PROBLEM TO WORK ON:
Return a copy of every line in the records that includes the word "towel".

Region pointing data
▽
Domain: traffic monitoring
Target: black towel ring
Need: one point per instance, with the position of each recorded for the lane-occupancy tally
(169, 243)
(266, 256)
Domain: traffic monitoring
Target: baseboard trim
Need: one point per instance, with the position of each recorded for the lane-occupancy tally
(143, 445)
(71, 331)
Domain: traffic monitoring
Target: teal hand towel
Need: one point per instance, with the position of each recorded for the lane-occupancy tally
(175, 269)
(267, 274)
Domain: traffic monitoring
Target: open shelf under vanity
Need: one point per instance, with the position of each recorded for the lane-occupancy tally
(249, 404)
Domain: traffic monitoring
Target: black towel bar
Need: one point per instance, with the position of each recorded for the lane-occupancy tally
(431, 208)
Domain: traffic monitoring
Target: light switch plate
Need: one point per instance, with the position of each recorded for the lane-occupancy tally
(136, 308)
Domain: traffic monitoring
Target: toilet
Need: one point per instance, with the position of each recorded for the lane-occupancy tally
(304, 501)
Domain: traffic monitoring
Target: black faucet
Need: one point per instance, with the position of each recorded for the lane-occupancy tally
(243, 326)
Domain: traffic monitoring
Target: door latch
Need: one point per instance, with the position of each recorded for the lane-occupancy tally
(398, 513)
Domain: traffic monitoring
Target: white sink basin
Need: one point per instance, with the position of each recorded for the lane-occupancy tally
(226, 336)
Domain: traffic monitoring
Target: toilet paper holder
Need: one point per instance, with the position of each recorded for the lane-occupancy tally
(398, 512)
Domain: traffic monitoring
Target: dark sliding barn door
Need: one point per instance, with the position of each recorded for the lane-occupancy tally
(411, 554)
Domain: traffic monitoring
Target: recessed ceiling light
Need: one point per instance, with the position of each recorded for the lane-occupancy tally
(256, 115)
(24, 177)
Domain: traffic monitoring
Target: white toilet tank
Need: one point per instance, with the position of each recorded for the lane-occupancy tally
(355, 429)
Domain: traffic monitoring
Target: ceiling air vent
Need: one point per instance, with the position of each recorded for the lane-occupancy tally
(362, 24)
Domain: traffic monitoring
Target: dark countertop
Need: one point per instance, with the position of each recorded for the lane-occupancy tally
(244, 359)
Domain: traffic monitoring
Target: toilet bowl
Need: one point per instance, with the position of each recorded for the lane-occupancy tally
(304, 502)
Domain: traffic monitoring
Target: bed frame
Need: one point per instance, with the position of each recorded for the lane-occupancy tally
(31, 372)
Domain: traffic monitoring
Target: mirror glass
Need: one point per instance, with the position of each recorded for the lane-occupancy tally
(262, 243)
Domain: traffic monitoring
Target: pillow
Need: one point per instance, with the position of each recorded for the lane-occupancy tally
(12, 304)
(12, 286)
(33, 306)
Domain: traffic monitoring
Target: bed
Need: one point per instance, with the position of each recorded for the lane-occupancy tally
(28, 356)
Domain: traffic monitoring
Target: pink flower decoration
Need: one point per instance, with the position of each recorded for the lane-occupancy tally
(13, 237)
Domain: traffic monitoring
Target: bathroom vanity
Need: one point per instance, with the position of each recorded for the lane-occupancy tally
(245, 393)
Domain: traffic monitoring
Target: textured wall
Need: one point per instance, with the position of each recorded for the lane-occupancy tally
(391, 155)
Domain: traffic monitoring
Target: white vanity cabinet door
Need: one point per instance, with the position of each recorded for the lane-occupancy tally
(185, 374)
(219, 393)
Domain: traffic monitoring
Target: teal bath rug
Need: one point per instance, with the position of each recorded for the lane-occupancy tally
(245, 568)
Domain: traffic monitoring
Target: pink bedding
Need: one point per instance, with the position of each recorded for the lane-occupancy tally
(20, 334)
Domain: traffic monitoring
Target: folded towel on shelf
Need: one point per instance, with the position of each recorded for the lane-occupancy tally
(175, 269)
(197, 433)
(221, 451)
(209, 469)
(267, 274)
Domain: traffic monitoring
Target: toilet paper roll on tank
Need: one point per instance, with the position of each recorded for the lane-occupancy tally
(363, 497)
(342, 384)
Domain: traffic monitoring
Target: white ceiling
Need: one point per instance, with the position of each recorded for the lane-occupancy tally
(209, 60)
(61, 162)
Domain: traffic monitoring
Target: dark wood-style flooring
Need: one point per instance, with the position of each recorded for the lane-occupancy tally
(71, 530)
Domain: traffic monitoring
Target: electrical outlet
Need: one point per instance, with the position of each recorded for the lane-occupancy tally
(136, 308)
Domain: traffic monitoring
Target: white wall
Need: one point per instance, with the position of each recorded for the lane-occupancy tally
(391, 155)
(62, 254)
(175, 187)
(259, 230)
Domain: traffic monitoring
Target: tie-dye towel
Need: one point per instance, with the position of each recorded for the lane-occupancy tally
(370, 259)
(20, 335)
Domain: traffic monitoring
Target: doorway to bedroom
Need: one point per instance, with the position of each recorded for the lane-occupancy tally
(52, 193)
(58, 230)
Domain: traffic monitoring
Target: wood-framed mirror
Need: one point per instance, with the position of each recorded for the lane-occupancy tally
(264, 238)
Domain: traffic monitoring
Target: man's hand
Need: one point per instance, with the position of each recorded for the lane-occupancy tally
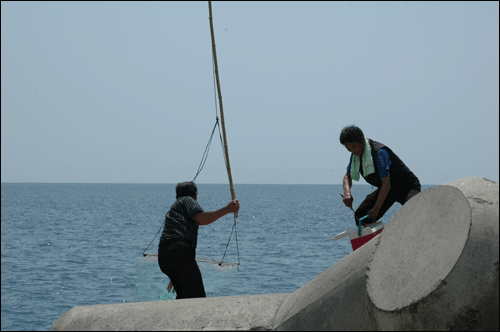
△
WRITTEN ANSWER:
Target: black towel ring
Target: teal hand towel
Target: black towel bar
Target: folded towel on shelf
Target: tie-dye towel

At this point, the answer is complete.